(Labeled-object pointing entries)
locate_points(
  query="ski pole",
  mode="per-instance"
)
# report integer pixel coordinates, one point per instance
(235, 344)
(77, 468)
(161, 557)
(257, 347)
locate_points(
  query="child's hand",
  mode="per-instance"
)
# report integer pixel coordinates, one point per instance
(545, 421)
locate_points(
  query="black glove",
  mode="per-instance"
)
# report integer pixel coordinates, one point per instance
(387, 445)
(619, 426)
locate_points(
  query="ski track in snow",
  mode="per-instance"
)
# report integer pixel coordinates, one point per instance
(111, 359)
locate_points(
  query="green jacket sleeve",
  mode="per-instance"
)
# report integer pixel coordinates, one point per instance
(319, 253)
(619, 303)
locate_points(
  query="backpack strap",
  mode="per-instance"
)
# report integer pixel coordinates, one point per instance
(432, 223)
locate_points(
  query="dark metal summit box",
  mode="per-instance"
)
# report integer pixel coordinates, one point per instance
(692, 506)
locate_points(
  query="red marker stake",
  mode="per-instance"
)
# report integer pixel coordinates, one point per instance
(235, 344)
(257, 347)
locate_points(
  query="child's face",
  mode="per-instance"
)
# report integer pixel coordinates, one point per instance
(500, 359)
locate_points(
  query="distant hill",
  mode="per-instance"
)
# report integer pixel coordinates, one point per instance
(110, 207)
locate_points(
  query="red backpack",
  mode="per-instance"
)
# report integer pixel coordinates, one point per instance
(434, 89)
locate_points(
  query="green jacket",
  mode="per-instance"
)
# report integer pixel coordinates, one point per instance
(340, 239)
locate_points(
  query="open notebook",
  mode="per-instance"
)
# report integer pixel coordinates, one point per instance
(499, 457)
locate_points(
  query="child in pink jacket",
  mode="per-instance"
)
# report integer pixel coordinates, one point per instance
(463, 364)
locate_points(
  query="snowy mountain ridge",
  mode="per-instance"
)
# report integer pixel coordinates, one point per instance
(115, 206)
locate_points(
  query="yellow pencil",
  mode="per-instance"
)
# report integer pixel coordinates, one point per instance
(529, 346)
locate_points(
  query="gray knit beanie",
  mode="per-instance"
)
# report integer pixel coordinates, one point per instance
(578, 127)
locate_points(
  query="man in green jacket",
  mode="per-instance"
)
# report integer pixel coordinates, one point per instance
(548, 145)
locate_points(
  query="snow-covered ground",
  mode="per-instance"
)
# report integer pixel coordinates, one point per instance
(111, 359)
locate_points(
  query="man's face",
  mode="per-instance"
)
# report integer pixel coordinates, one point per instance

YOUR TASK: Each record should come back exactly as written.

EXPECTED ANSWER:
locate_points(
  query="ski pole",
  mode="per-instance"
)
# report integer pixel coordinates, one point per instance
(235, 344)
(77, 468)
(161, 557)
(257, 347)
locate_points(
  query="child's hand",
  mode="per-instance"
)
# report integer pixel coordinates, one point per instance
(545, 421)
locate_points(
  query="black glove",
  mode="per-instance"
)
# report integer pixel coordinates, one point per instance
(387, 445)
(619, 426)
locate_points(
  query="ski track in snow",
  mode="per-instance"
)
# report integer pixel coordinates, one point per instance
(111, 359)
locate_points(
  query="green jacket sleeve",
  mode="per-instance"
)
# report integer pixel coordinates, one point per instance
(319, 253)
(619, 303)
locate_points(
  query="backpack strap",
  mode="per-instance"
)
# report integer pixel coordinates, one point per instance
(432, 223)
locate_points(
  query="dark metal summit box",
  mode="per-instance"
)
# report integer pixel coordinates, one point per instance
(692, 506)
locate_points(
  query="red marker stake",
  mode="per-instance"
)
# report integer pixel coordinates, one point per instance
(235, 344)
(257, 347)
locate_points(
  query="child's face",
  mode="per-instance"
)
# report integer pixel coordinates, one point per instance
(500, 359)
locate_points(
  query="distant hill",
  mode="per-instance"
)
# report integer pixel coordinates, one point per instance
(110, 207)
locate_points(
  query="red backpack",
  mode="per-instance"
)
# report integer pixel coordinates, one point per instance
(434, 89)
locate_points(
  query="green jacket",
  mode="per-instance"
)
# report integer pixel coordinates, one point per instance
(340, 239)
locate_points(
  query="open notebook",
  mode="per-instance"
)
# report integer pixel coordinates, one point per instance
(499, 457)
locate_points(
  query="child in pink jacket",
  mode="per-instance"
)
# report integer pixel coordinates, one point per instance
(463, 364)
locate_points(
  query="snowy mountain ridge",
  mode="per-instance"
)
# report integer pixel coordinates, one point per instance
(115, 206)
locate_points(
  query="yellow pencil",
  mode="per-instance"
)
# report integer pixel coordinates, one point per instance
(529, 346)
locate_points(
  query="gray knit beanie",
  mode="per-instance"
)
# report integer pixel coordinates, one point per instance
(578, 127)
locate_points(
  query="man in green jacket",
  mode="per-instance"
)
# report integer pixel coordinates, one point per instance
(548, 145)
locate_points(
  query="snow-covered ground",
  mode="per-instance"
)
# report integer pixel coordinates, one point per instance
(111, 359)
locate_points(
  query="man's face",
  mode="per-instance"
)
# report integer pixel coordinates, one point per instance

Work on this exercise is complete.